WHAT YOU ARE ASKED TO DO: Quote the records below word for word, line by line, without changing anything.

THE INPUT:
####################
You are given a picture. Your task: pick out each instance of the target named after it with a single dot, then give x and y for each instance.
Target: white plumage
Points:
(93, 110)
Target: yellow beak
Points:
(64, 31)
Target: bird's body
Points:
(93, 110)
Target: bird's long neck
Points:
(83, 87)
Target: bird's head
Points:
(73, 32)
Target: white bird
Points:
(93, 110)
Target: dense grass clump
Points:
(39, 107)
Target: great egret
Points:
####################
EXERCISE OUTPUT:
You are given a picture. Your task: pick out each instance of the target named after it with a single dot, then give x and y for each instance.
Target: white plumage
Points:
(93, 110)
Target: yellow beak
Points:
(64, 31)
Target: bird's body
Points:
(93, 110)
Target: bird's long neck
Points:
(83, 87)
Target: bird's head
Points:
(73, 32)
Target: white bird
Points:
(93, 110)
Target: dense grass clump
Points:
(39, 107)
Target: great egret
Points:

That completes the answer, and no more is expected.